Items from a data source
--------------------------------
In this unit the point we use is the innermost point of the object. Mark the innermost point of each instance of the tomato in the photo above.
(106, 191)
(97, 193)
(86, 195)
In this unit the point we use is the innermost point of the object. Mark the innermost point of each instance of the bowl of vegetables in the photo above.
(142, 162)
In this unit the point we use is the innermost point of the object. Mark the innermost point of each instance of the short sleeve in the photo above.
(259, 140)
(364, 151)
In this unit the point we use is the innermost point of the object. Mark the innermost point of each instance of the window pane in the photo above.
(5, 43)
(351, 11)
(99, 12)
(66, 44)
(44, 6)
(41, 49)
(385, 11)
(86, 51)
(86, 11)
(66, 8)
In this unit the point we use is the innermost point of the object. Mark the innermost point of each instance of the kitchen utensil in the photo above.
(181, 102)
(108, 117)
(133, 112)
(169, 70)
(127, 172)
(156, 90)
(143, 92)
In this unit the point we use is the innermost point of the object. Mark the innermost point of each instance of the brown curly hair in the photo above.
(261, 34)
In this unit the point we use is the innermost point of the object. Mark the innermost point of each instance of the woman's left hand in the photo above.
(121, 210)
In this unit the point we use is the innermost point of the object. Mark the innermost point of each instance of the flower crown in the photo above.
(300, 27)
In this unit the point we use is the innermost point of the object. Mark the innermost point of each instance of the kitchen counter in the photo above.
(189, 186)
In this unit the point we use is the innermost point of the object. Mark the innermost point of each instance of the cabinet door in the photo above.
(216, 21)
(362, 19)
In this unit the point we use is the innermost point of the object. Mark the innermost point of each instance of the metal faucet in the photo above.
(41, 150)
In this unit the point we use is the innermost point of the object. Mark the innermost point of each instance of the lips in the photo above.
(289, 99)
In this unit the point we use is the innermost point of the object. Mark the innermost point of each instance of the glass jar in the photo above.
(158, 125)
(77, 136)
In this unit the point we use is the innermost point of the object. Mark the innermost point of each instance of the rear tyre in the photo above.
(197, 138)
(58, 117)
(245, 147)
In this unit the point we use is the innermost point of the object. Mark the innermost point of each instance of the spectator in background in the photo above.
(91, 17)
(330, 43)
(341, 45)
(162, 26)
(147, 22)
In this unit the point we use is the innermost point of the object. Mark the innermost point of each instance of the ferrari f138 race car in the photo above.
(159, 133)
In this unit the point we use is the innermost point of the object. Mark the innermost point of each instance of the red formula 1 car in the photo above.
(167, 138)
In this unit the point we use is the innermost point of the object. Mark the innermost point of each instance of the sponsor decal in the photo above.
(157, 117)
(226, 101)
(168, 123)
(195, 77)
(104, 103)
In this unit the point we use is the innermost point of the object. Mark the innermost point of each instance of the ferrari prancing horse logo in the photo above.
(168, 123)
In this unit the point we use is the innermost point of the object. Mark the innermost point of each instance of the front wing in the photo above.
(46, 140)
--------------------------------
Every entry should be given again exactly as written.

In this unit the point we use is the innermost point of the object. Mark the innermost point of each instance of the tomato in the photo above.
(106, 191)
(97, 193)
(86, 195)
In this unit the point we use is the innermost point of the object. Mark the innermost point of each instance of the bowl of vegetables in the photo above.
(142, 162)
In this unit the point we use is the innermost point of the object. Mark the innermost point of each instance of the short sleeve in the photo above.
(259, 140)
(364, 151)
In this unit the point we use is the innermost point of the object. Mark the innermost point of each instance of the window pane in the photo above.
(5, 43)
(351, 11)
(99, 12)
(66, 44)
(44, 6)
(41, 49)
(385, 11)
(86, 51)
(86, 11)
(66, 8)
In this unit the point we use is the innermost point of the object. Mark the innermost point of each instance of the kitchen utensil in the photo above.
(181, 102)
(108, 117)
(133, 112)
(169, 70)
(127, 172)
(156, 90)
(143, 92)
In this unit the point we use is the innermost point of the object. Mark the innermost point of each instance of the brown curly hair in the photo above.
(261, 34)
In this unit the point we use is the innermost point of the object. Mark the innermost point of each instance of the woman's left hand in the photo above.
(121, 210)
In this unit the point we use is the innermost point of the object. Mark the innermost point of each instance of the flower crown in the photo above.
(300, 27)
In this unit the point we use is the innermost point of the object. Mark the innermost point of each instance of the kitchen counter in the photo above.
(189, 186)
In this unit the point we use is the innermost point of the object. Mark the innermost point of each instance of the cabinet door in the photo above.
(216, 21)
(362, 19)
In this unit the point we use is the innermost point of the object. Mark the innermost point of each instance of the metal faucet in the photo above.
(41, 150)
In this unit the point we use is the innermost point of the object. Mark the innermost point of each instance of the lips in the photo above.
(289, 99)
In this unit the point we use is the innermost point of the object. Mark the innermost point of each instance of the glass jar in the photo above.
(158, 125)
(77, 136)
In this unit the point we use is the innermost point of the object. Mark the innermost point of each instance of the rear tyre in the photo above.
(197, 138)
(58, 117)
(245, 147)
In this unit the point we use is the innermost point of the object. Mark the innermost point of each instance of the spectator in background in the photo above.
(91, 17)
(330, 43)
(341, 45)
(162, 26)
(147, 22)
In this unit the point we use is the innermost point of the object. Mark the innermost point of each instance of the ferrari f138 race car in the photo above.
(159, 133)
In this unit the point we use is the innermost point of the object. Mark the innermost point of each instance of the red formula 1 car in the photo above.
(167, 138)
In this unit the point we use is the innermost point of the object. Mark the innermost point of each instance of the sponsor decal in the photo above.
(157, 117)
(226, 101)
(168, 123)
(195, 77)
(104, 103)
In this unit the point we use is the innermost point of the object. Mark the innermost point of each instance of the ferrari prancing horse logo in the photo above.
(168, 123)
In this unit the point we use is the innermost point of the object. Mark the innermost point of each instance of the front wing in the photo above.
(46, 140)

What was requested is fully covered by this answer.